* _Prompt 1_:
In the thread on writing huge sets to disk, about how much space does storing 1 million words of length 15 as keys of a Python dictionary take?
* _Prompt 2_:
In the entries, substitute "points" for each "clicks" in the part that opens with the line containing "Each <instance> block" and closes with the line containing "rough mask: <svg". Return only those lines, with everything else unchanged.

Writing huge Sets() to disk

Fri Jan 14 11:12:32 EST 2005

Tim Peters wrote:
> [Martin MOKREJŠ]
> 
>>...
>>
>>I gave up the theoretical approach. Practically, I might need up
>>to store maybe those 1E15 keys.
> 
> 
> We should work on our multiplication skills here <wink>.  You don't
> have enough disk space to store 1E15 keys.  If your keys were just one
> byte each, you would need to have 4 thousand disks of 250GB each to
> store 1E15 keys.  How much disk space do you actually have?  I'm
> betting you have no more than one 250GB disk.
> 
> ...
> 
> [Istvan Albert]
> 
>>>On my system storing 1 million words of length 15
>>>as keys of a python dictionary is around 75MB.
> 
> 
>>Fine, that's what I wanted to hear. How do you improve the algorithm?
>>Do you delay indexing to the very latest moment or do you let your
>>computer index 999 999 times just for fun?
> 
> 
> It remains wholly unclear to me what "the algorithm" you want might
> be.  As I mentioned before, if you store keys in sorted text files,
> you can do intersection and difference very efficiently just by using
> the Unix `comm` utiltity.

This comm(1) approach doesn't work for me. It somehow fails to detect
common entries when the offset is too big.

file 1:

A
F
G
I
K
M
N
R
V
AA
AI
FG
FR
GF
GI
GR
IG
IK
IN
IV
KI
MA
NG
RA
RI
VF
AIK
FGR
FRA
GFG
GIN
GRI
IGI
IGR
IKI
ING
IVF
KIG
MAI
NGF
RAA
RIG

file 2:

W
W
W
W
W
W
W
W
W
W
AA
AI
FG
FR
GF
GI
GR
IG
IK
IN
IV
KI
MA
NG
RA
RI
VF
AAAAA
AAAAA
AAAAA
AAAAA
AAAAA
AAAAA
AAAAA
AAAAA
AAAAA
AAAAA
AAAAA
AAAAA

* _Exercise data_:

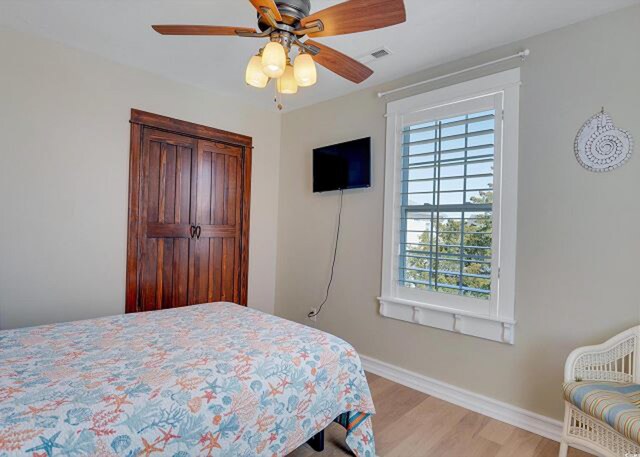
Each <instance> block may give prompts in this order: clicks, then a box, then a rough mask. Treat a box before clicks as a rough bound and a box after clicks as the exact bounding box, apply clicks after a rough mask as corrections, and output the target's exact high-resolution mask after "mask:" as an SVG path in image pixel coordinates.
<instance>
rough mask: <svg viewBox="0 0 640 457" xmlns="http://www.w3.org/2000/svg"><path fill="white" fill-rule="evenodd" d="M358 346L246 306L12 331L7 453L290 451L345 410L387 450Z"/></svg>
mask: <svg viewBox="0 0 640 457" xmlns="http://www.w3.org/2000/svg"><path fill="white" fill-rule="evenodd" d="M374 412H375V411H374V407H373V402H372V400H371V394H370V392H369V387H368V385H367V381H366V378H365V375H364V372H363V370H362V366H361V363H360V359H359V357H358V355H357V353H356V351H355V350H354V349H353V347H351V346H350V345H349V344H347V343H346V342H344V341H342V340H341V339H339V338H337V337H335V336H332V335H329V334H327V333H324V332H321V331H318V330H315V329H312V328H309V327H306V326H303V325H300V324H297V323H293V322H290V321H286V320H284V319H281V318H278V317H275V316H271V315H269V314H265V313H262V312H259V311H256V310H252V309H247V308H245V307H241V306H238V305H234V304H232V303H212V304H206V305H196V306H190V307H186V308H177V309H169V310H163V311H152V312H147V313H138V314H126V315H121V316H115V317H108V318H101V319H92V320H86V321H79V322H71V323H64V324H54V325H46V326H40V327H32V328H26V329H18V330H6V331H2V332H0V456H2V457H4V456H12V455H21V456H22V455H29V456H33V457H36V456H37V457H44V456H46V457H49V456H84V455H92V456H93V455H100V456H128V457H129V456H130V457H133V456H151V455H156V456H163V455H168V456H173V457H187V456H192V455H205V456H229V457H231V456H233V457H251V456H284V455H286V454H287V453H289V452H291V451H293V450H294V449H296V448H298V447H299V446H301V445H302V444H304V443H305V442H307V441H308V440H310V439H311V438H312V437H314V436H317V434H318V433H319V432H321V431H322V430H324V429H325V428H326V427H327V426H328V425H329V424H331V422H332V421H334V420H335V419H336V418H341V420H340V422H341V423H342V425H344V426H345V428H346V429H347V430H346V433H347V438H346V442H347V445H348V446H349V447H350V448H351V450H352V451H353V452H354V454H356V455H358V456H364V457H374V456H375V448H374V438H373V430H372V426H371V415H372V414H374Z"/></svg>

* * *

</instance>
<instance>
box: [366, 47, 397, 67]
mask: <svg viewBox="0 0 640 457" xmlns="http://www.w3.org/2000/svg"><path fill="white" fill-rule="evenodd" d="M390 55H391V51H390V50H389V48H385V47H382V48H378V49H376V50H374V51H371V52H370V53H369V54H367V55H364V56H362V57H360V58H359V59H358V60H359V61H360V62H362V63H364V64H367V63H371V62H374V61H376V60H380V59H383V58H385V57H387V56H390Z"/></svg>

* _Exercise answer 1_:
Around 75MB.

* _Exercise answer 2_:
Each <instance> block may give prompts in this order: points, then a box, then a rough mask. Treat a box before points as a rough bound and a box after points as the exact bounding box, apply points after a rough mask as corrections, and output the target's exact high-resolution mask after "mask:" as an SVG path in image pixel coordinates.
<instance>
rough mask: <svg viewBox="0 0 640 457" xmlns="http://www.w3.org/2000/svg"><path fill="white" fill-rule="evenodd" d="M358 346L246 306L12 331L7 453L290 451L345 410L387 450Z"/></svg>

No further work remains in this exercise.